• PROBLEM DETAILS
Repeat, exactly and alone, every line from the line that contains "For the evaluation, point out each instance of the blue" to the end of the entries.

• RECORD SET
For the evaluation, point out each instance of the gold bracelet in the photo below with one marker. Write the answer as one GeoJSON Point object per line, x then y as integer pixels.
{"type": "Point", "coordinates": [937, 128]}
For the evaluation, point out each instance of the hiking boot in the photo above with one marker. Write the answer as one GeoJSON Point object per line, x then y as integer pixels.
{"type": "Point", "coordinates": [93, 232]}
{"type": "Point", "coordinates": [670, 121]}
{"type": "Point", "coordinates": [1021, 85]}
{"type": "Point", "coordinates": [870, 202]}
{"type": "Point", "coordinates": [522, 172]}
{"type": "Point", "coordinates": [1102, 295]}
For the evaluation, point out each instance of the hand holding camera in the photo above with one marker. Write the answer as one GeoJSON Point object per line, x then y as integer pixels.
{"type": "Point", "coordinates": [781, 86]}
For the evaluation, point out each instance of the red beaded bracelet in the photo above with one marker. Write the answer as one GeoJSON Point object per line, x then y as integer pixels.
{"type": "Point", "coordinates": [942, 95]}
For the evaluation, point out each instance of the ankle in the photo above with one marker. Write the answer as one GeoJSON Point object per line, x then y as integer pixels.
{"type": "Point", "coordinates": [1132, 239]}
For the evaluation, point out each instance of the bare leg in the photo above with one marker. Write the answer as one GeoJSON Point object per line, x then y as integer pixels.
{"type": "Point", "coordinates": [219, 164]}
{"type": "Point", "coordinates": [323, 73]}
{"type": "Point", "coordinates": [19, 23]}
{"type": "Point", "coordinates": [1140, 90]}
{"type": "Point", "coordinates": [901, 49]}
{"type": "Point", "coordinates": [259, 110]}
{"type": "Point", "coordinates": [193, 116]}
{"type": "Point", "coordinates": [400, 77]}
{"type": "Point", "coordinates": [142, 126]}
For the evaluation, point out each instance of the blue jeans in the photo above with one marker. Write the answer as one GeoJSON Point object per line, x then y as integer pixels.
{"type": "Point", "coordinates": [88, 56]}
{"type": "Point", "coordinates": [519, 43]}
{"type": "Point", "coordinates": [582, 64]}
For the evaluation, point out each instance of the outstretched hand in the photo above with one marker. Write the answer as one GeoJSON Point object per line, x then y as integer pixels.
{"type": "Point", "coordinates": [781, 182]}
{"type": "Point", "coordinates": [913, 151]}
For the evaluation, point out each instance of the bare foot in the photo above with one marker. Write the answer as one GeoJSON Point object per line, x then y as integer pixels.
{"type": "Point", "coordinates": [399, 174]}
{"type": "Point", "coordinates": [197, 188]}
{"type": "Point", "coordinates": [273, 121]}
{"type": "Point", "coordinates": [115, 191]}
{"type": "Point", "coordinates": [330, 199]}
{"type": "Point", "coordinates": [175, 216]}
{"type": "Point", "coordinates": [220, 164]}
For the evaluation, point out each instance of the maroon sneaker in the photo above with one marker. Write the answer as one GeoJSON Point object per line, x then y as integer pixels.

• ANSWER TO THE PROBLEM
For the evaluation, point out each instance of the blue jeans in the photo above with one marker. Write the answer as one GeoJSON Point object per line, x then y as integer pixels.
{"type": "Point", "coordinates": [88, 56]}
{"type": "Point", "coordinates": [519, 43]}
{"type": "Point", "coordinates": [582, 64]}
For the evaluation, point out each instance of the outstretched hand in the photo above with one marker. Write the answer as one GeoJSON Point object per line, x then y as integer pixels.
{"type": "Point", "coordinates": [781, 182]}
{"type": "Point", "coordinates": [913, 151]}
For the evaluation, point out each instance of the bare foot in the photo above with one marker. Write the answer as one GeoJSON Point object per line, x then y as integer pixels.
{"type": "Point", "coordinates": [399, 174]}
{"type": "Point", "coordinates": [197, 188]}
{"type": "Point", "coordinates": [273, 121]}
{"type": "Point", "coordinates": [115, 191]}
{"type": "Point", "coordinates": [330, 199]}
{"type": "Point", "coordinates": [175, 216]}
{"type": "Point", "coordinates": [220, 164]}
For the evaluation, point out each instance of the maroon sneaker in the photo above with one marker. Write the answer as one GeoJSON Point object per line, x then y as integer pixels.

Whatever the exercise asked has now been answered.